■ Document passage:
--------------------------------

# Who was Frodo's Best friend?



## Maeglin

Who do you think was Frodo's best friend of all of his friends, and why?


----------



## Aulë

There is no debate needed here
The obvious answer is Sam


----------



## Ecthelion

I also think its Sam, I mean they traveled from one side of Arda to the other and destroyed the ring of power together well sort of, but you get the picture.


----------



## elvish-queen

Ok, who voted for Pippin??
I mean, Sam was inseparable from Frodo, so who do you think was his best friend??


----------



## Lantarion

I obviously voted for Sam.. But at times it does seem to be a rather Master - Servant relationship..
I mean, Sam always calls Frodo Master.. And we don't see Frodo correcting him or telling him not to..


----------



## Celebthôl

if i remember rightly in the book it was Pippin and in the film it was Sam!!


----------



## MrFrodo

I think sam is his best friend but id like to think maybe merry or pippin could have been. I think outside the movie EW got on better with BB and DM because they were nearer his age so in the movie you feel pip and merry are closer.


----------



## Aglarthalion

Samwise was Frodo's best friend. I mean, Sam was the only of the Fellowship to come with Frodo at the end of FotR, and the devotion and loyalty Sam shows to Frodo is very deep and honest.


----------



## FoolOfATook

Even though I know that Sam was Frodo's best friend, I must admit that I voted for Pippin on general principle.


----------



## Elbereth

According to the book:



> " Some of Frodo's friends came to help him with the packing: there was Fredegar Bolger and Folco Boffin, and of course his special friends Pippin Took and Merry Brandybuck."



So I guess my answer would have to be Pippin and Merry.

--------------------------------

■ Listing:
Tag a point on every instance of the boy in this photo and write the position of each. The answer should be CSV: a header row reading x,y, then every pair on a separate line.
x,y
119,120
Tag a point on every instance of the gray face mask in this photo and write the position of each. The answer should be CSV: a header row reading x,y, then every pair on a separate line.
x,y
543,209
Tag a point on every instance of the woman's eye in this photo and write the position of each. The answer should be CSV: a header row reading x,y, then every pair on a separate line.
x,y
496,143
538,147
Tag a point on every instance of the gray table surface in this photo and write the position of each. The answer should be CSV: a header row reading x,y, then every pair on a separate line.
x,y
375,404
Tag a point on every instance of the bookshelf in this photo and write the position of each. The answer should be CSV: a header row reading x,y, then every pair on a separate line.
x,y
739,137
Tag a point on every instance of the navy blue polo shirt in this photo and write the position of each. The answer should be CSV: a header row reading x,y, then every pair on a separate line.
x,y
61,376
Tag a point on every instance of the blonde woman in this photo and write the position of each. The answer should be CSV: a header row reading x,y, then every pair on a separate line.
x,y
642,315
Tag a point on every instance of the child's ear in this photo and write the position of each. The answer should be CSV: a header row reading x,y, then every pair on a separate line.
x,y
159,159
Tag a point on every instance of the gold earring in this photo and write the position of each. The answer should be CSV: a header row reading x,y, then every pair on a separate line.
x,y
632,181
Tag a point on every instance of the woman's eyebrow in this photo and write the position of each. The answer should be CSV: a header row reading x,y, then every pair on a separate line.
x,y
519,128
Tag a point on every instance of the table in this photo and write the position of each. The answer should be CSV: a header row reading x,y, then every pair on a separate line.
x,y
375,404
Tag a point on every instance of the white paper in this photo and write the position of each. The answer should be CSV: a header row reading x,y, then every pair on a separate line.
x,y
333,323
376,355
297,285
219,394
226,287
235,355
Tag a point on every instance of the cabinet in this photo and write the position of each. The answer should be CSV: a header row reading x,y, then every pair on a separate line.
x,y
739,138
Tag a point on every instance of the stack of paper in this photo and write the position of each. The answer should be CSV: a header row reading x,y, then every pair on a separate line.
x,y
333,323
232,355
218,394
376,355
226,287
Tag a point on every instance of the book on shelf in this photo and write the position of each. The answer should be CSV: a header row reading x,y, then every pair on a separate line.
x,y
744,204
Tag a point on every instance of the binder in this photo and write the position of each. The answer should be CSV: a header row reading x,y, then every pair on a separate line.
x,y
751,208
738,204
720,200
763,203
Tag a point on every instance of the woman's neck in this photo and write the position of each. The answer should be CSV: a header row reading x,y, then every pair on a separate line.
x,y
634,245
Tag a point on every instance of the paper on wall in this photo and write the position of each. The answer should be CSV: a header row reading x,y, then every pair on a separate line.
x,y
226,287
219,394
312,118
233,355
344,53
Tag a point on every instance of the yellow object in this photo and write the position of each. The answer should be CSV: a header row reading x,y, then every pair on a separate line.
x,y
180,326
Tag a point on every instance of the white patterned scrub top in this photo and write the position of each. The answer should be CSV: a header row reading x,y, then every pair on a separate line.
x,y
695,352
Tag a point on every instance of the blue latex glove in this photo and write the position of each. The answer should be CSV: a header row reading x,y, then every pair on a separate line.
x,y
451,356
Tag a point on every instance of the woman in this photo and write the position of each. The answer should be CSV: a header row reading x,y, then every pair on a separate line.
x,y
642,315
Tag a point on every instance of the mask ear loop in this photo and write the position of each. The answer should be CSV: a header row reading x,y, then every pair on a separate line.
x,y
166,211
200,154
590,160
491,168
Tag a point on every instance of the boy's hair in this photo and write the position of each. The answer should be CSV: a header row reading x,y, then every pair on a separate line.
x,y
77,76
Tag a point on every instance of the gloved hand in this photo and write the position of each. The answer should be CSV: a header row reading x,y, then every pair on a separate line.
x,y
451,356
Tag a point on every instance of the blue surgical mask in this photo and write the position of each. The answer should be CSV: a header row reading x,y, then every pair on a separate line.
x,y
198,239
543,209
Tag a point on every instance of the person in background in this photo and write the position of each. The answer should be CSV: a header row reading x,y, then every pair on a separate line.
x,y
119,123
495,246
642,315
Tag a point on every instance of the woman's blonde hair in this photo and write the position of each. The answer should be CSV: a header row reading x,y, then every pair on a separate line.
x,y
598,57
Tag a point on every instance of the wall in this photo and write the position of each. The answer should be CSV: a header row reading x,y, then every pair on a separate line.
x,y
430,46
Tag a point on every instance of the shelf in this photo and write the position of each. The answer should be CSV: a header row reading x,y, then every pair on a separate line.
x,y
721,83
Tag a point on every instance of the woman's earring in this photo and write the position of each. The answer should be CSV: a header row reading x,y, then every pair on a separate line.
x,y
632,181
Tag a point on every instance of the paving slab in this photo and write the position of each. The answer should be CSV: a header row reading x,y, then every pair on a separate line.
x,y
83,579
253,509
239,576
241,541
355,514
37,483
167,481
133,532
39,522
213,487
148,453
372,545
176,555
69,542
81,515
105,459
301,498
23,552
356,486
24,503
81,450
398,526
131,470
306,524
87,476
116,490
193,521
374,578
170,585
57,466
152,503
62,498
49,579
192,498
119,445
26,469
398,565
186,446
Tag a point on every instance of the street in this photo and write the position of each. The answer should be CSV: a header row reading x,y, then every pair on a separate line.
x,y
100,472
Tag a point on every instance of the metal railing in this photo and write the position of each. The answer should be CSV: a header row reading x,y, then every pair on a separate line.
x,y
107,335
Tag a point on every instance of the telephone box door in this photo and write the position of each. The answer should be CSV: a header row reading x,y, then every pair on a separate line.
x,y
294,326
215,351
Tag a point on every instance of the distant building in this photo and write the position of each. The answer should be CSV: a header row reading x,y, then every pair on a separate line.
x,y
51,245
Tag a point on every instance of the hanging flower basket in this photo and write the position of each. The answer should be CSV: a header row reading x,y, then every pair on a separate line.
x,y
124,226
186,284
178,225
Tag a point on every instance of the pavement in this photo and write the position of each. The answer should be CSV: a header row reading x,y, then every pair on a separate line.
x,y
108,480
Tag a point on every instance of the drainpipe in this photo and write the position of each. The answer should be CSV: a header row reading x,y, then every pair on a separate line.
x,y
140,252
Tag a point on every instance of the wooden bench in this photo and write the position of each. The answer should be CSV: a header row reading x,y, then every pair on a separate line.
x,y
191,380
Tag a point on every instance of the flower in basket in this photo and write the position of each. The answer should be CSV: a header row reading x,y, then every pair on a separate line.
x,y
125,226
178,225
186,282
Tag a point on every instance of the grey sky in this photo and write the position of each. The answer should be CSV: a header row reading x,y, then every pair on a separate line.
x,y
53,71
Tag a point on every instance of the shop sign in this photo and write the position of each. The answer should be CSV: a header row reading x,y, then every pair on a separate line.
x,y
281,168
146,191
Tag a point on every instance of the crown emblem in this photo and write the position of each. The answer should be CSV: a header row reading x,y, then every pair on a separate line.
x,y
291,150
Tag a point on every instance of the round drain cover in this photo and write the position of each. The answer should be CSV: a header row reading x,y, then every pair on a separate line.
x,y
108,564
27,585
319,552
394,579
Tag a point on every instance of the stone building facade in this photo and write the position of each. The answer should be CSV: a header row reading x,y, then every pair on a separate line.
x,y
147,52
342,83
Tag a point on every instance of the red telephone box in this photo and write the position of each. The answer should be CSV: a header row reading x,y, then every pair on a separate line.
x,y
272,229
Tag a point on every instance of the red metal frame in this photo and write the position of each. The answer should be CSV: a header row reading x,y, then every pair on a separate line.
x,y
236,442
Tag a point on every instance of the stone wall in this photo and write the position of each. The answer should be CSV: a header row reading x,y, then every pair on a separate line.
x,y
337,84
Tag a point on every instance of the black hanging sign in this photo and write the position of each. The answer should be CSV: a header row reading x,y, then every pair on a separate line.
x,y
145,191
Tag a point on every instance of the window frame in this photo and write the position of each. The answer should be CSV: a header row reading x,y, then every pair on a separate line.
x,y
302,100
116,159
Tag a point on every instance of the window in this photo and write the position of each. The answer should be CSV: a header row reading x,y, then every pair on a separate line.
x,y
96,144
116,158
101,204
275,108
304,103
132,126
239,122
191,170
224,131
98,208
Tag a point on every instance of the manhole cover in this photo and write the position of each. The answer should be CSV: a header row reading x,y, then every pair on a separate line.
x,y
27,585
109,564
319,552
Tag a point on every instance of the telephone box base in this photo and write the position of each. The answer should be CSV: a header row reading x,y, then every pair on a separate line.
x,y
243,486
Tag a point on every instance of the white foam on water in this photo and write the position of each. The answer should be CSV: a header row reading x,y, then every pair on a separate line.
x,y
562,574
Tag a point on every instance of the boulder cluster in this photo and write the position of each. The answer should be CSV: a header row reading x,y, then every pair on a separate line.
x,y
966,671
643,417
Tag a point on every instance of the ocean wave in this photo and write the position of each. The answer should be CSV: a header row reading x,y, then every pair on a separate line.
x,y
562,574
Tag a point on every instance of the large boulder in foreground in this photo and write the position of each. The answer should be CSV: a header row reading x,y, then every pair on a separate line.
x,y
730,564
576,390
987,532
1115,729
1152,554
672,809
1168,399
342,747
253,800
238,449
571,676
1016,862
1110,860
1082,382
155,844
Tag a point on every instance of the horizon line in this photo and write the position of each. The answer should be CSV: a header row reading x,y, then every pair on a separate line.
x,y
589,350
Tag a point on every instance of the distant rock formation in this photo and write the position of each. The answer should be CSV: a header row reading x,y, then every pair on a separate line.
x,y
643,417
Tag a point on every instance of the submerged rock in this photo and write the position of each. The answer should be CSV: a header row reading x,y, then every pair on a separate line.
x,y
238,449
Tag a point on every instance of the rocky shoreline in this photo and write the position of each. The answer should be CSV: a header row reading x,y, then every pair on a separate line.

--------------------------------

■ To be done:
- A) From the forum thread on Frodo's best friend, copy the passage that begins at the words "I obviously voted" and stops after the words "it was Sam!!".
- B) Translate this sentence from the thread about Frodo's best friend into Spanish: "Even though I know that Sam was Frodo's best friend, I must admit that I voted for Pippin on general principle."

■ Answers:
- A)
I obviously voted for Sam.. But at times it does seem to be a rather Master - Servant relationship..
I mean, Sam always calls Frodo Master.. And we don't see Frodo correcting him or telling him not to..


----------



## Celebthôl

if i remember rightly in the book it was Pippin and in the film it was Sam!!

- B) Aunque sé que Sam era el mejor amigo de Frodo, debo admitir que voté por Pippin por principio.